Rewrite the paragraph of the comment about Ft. Gordon that begins "As far as putting that land back" as a short bulleted list that keeps its main facts.

EXERCISE TEXT

###

There is another Pinetucky Community in south Jefferson County.

Riverman1 04/08/13 - 10:13 am
Ft. Gordon Pays Its Way

There is military training value in having a large post in a rural community. The size of Ft. Gordon makes it more valuable when future cutbacks come. All types of National Guard use the land for training. Air drops from Ft. Bragg are done there.

As far as putting that land back on the county tax rolls, let’s think about that for a moment. County taxes go to the schools and to provide services. Ft. Gordon has their own police, fire protection and social amenities. The residents all have medical care. The Fort pays the county for water. Federal money is given to the counties for every child of a military family attending public schools.

But the big thing is people working at the Fort own homes in the counties and do pay taxes on those homes. The hundreds of millions of dollars the Fort generates in salaries and contracts would sorely be missed if it closed.

###

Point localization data

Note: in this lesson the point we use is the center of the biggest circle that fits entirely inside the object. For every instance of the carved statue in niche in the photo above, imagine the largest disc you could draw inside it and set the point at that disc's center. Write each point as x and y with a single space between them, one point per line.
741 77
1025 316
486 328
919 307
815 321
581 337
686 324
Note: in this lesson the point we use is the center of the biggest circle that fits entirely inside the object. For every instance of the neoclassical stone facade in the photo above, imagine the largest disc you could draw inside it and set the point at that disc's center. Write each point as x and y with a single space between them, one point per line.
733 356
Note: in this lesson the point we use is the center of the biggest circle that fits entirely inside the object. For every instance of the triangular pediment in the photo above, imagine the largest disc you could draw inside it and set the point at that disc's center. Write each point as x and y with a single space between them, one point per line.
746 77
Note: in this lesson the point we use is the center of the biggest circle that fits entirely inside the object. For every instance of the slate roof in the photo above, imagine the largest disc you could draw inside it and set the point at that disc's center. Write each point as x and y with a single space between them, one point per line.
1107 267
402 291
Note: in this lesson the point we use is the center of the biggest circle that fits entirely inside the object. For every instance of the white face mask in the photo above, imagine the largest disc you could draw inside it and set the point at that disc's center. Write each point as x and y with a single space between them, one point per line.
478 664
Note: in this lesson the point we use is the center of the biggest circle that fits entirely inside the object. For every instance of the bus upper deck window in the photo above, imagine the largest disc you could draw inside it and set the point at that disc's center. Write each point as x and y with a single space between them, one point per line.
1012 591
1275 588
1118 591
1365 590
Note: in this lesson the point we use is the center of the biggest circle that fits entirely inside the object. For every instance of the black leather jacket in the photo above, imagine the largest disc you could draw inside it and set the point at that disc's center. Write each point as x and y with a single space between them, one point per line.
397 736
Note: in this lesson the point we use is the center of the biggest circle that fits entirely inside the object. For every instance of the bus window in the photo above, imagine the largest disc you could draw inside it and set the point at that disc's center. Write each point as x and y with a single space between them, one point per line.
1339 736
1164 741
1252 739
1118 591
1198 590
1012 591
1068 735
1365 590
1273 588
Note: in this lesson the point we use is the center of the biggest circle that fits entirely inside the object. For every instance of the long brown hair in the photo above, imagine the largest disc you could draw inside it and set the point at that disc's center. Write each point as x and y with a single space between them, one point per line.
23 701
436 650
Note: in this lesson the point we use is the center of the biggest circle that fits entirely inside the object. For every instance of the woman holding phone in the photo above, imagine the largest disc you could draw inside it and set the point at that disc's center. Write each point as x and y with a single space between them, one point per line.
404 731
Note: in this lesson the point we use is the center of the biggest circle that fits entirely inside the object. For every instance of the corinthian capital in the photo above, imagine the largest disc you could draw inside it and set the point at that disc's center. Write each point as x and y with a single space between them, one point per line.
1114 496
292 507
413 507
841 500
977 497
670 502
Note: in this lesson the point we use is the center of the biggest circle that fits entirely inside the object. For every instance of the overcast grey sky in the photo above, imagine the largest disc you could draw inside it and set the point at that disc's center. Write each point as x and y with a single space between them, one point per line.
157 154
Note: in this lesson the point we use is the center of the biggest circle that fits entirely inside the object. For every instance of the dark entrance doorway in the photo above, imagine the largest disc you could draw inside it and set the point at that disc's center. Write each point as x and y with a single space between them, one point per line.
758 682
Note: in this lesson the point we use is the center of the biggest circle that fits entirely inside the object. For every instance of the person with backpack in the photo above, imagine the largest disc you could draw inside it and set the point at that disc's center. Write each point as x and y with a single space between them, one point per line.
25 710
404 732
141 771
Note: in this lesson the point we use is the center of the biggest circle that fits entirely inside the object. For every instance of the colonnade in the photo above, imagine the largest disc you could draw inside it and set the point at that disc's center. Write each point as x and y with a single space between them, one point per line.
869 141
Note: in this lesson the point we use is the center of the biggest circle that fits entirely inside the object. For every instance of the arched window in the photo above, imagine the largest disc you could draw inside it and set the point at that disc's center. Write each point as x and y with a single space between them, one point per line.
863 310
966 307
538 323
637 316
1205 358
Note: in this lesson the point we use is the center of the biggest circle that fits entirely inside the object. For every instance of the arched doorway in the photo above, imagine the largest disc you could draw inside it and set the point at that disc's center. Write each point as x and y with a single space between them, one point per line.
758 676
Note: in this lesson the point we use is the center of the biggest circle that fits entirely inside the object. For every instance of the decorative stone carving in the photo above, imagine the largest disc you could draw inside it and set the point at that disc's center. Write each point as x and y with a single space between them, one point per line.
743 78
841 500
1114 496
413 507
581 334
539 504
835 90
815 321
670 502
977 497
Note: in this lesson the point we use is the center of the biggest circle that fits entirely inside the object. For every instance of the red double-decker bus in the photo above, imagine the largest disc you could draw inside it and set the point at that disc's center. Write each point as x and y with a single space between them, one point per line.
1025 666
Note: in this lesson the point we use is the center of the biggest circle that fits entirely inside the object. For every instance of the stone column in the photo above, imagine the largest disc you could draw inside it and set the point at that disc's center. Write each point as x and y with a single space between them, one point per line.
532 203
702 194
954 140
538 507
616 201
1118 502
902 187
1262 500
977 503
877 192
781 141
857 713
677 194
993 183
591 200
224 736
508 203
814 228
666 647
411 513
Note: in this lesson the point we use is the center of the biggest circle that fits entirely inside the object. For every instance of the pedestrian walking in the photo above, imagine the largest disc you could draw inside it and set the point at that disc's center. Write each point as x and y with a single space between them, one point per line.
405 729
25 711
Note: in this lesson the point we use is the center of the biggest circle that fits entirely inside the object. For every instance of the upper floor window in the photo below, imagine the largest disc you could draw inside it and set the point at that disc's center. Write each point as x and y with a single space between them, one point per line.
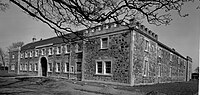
21 55
50 51
26 54
43 51
59 50
78 47
13 56
171 56
104 43
31 53
36 53
78 67
103 67
146 45
50 67
66 67
58 67
67 48
145 67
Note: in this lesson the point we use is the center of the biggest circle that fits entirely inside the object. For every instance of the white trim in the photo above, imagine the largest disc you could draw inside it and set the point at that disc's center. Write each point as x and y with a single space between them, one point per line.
44 45
101 47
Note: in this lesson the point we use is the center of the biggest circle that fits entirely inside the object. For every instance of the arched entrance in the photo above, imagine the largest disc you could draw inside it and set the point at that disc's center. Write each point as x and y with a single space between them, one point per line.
43 62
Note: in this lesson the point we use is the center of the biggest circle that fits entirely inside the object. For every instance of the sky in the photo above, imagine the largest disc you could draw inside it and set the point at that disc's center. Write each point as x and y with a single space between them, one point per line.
182 33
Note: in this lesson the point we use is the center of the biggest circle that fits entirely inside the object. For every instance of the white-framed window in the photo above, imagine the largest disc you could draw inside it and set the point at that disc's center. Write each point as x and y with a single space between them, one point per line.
78 47
25 67
159 69
36 53
104 67
78 66
43 51
170 71
26 54
171 56
58 67
145 67
50 67
30 67
104 43
50 51
21 55
31 53
146 45
59 50
13 56
160 52
13 67
72 69
66 67
67 48
20 67
36 66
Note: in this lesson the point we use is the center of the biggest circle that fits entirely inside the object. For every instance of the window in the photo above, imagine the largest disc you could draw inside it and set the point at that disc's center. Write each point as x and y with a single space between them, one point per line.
13 67
159 69
147 45
50 51
21 55
145 68
30 67
72 69
78 66
103 67
66 67
104 43
50 67
20 68
25 67
13 56
67 48
31 53
43 51
57 67
171 56
36 66
78 47
170 71
26 54
59 50
36 52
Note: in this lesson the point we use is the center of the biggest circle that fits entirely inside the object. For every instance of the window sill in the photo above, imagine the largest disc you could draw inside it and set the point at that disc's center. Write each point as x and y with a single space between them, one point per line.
103 74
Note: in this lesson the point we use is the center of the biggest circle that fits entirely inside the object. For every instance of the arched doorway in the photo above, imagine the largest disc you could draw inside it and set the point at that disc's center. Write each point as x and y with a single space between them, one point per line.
43 62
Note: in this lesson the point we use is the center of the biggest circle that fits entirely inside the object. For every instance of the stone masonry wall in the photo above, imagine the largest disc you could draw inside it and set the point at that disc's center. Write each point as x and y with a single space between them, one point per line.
118 52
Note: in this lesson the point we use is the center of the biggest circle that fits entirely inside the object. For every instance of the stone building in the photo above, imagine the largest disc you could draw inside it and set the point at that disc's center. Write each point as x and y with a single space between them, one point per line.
112 53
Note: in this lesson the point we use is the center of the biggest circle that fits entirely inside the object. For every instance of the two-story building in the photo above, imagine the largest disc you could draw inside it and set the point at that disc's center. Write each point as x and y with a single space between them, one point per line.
111 53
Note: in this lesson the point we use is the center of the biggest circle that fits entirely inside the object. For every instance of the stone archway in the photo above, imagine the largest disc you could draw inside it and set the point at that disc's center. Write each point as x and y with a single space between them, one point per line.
43 62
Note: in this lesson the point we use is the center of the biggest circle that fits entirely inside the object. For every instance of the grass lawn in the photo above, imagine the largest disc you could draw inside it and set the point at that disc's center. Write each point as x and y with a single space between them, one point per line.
177 88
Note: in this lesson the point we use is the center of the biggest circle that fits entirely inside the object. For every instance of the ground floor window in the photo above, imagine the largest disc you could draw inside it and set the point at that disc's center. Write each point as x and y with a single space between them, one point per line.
103 67
57 67
50 67
78 66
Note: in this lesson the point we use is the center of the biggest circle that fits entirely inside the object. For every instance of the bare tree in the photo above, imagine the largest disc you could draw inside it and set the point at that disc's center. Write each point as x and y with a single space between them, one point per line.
63 15
15 45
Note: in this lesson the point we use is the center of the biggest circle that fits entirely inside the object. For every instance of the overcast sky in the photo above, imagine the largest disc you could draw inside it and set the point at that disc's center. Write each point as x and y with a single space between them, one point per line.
182 34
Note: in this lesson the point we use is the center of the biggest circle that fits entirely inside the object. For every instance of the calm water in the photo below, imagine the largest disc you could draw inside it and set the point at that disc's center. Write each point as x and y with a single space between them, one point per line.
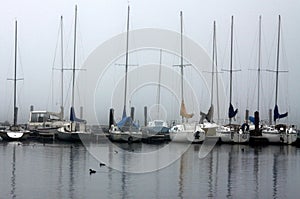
61 170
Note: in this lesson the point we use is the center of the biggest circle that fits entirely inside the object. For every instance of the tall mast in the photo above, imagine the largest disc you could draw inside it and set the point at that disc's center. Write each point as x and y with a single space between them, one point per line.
213 63
74 56
181 57
181 54
15 75
277 63
231 63
216 62
159 79
62 66
126 63
259 63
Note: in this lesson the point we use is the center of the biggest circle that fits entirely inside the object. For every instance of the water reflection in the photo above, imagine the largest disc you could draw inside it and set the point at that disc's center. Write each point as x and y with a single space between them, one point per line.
229 171
13 174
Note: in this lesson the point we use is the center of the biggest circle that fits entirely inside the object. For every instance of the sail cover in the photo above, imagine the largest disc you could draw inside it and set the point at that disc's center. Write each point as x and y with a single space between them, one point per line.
277 115
183 112
231 111
208 116
126 124
73 117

###

RESPONSE BELOW
- County taxes pay for schools and services.
- Ft. Gordon has its own police, fire protection and social amenities.
- Its residents all have medical care.
- The Fort pays the county for water.
- Counties receive federal money for every military child in public schools.